Texte fourni =>
+ + +
Ces deux dernières années, la policière a pu faire preuve de cet engagement en supervisant le lancement du projet RÉSO, un réseau d’entraide qui augmente et assure un lien de proximité entre la police et les habitants de l’agglomération de Longueuil, de manière à prévenir les appels d’urgence. «Ces dernières années, nous avons observé une nette augmentation des appels liés à des problématiques sociales. Nos patrouilleurs sur le terrain resteront toujours disponibles pour intervenir en cas d’urgence. Cependant, ils ne sont pas en mesure de résoudre des problématiques nécessitant des interventions sur le long terme.»

Cette situation a pu contribuer à un désengagement de la part de certains policiers qui ont perdu le sens qu’ils étaient venus chercher en entrant dans la police.

Perte de sens et manque de sens : quelle différence?

Cette perte de sens, qui peut intervenir lorsqu’un travailleur ne joue plus le même rôle que celui pour lequel il a été engagé, Estelle Morin la distingue du manque de sens propre à un travail qui n’a jamais créé la moindre résonance avec l’employé. «C’est plus facile d’aider une personne à retrouver un sens qui existait auparavant parce que, dans ce cas-là, on sait ce qu’il manque.»

Le projet RÉSO est arrivé à point nommé pour les équipes de police en perte de sens de Longueuil. «On a désormais le temps d’aller vers les gens, de les écouter, le sens du travail revient», s’enthousiasme Jacynthe Desmarais.

La mise en place du projet a cependant nécessité des changements organisationnels majeurs au sein d’une structure policière par définition très hiérarchisée, souligne la capitaine. «On est passé à une dynamique plus latérale à laquelle les policiers doivent contribuer.» Pour mener à bien cette entreprise, la gestionnaire a dû s’outiller. «Je voulais éviter de tomber dans l’épuisement professionnel, tout en m’assurant que les membres de mon équipe soient bien au travail.» Et y trouvent du sens.

6 caractéristiques du sens du travail

Selon Estelle Morin, six caractéristiques favorisent l’émergence du sens du travail, selon qu’elles s’attachent à la nature du travail (meaning of work) ou à l’environnement dans lequel celui-ci se déroule (meaning at work)[2].

L’employé trouve d’autant plus de sens à son activité professionnelle qu’elle favorise son autonomie, ses occasions d’apprentissage et s’avère utile, soutient la chercheuse. Le sens qu’il trouve dans son milieu de travail dépend, lui, de la qualité des relations qu’il y noue, de la reconnaissance dont bénéficie l’employé et de la «rectitude morale» qui y règne.
+ + +
Données de localisation de points
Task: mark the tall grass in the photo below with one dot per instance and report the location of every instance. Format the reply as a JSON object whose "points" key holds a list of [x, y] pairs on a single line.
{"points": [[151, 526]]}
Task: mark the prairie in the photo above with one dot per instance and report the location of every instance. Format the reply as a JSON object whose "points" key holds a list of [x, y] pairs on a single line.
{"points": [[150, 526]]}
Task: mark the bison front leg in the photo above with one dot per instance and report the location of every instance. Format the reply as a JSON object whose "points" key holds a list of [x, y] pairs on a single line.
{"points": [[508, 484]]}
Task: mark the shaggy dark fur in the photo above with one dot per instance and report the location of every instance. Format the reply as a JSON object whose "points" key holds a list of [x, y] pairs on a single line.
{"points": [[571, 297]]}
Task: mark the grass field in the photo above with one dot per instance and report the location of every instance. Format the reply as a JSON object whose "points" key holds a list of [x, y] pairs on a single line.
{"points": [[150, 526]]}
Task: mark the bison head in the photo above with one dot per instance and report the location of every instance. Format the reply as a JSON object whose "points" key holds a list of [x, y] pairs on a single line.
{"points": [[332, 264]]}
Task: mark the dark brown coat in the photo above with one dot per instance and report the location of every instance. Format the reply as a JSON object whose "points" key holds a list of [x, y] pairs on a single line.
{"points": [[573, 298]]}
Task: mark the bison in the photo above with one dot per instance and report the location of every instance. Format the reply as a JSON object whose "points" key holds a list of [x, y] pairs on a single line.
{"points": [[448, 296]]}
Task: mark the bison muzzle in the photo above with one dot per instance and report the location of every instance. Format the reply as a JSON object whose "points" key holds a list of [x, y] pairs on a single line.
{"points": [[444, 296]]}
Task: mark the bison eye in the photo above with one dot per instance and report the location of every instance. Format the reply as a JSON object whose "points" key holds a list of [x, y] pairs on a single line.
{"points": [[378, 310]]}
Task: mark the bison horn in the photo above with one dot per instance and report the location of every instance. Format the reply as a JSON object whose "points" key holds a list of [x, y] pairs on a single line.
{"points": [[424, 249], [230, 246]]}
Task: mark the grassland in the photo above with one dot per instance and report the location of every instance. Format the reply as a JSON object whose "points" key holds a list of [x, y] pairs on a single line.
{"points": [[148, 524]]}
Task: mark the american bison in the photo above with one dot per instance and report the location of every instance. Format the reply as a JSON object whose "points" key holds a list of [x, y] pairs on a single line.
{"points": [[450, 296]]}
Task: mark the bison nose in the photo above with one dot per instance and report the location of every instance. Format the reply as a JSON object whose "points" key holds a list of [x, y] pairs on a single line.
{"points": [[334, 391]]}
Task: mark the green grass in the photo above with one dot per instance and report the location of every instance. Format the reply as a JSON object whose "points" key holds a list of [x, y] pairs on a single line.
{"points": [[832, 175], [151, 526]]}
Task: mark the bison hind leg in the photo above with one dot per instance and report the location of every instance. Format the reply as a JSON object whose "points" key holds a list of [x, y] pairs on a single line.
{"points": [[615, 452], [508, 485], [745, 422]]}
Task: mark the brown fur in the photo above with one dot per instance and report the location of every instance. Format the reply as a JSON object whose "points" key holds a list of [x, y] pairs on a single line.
+ + +
Tâches à réaliser =>
(a) Selon Estelle Morin dans le texte sur le sens du travail chez les policiers de Longueuil, de quoi dépend le sens que l'employé trouve dans son milieu de travail ?
(b) Reprenez le texte sur le sens du travail chez les policiers de Longueuil et poursuivez-le après sa dernière phrase.

Réponses aux tâches =>
(a) Il dépend de la qualité des relations qu'il y noue, de la reconnaissance dont il bénéficie et de la «rectitude morale» qui y règne.

(b)
Les gestionnaires oublient souvent le rôle qu’ils ont à jouer sur ce dernier point, soutient Estelle Morin. «La tâche principale du chef d’équipe est de faciliter l’accomplissement du travail, mais ça occulte souvent leur devoir de régler les problèmes tels que les incompréhensions mutuelles, la gestion des conflits et des comportements toxiques.»

En collaboration avec Laurent Falque, la chercheuse propose 6 pratiques de management à encourager pour aider les équipes à donner du sens à leur travail. Ces pratiques sont nées d’une étude qu’ils ont coréalisée en 2020[3], au moment où la pandémie ramenait la question du sens — et les travaux d’Estelle Morin — dans l’actualité. «Ça fait 35 ans que je m’intéresse à ces questions, et qu’on me dit que ce n’est pas une priorité. Je constate, en fin de carrière, que ça l’a toujours été.»

Estelle Morin enseigne plusieurs formations à l’École des Dirigeants HEC Montréal, notamment :

· Bien-être au travail et gestion du stress

· L’intelligence émotionnelle et l’exercice du leadership (version 1, 2 ou 3 jours)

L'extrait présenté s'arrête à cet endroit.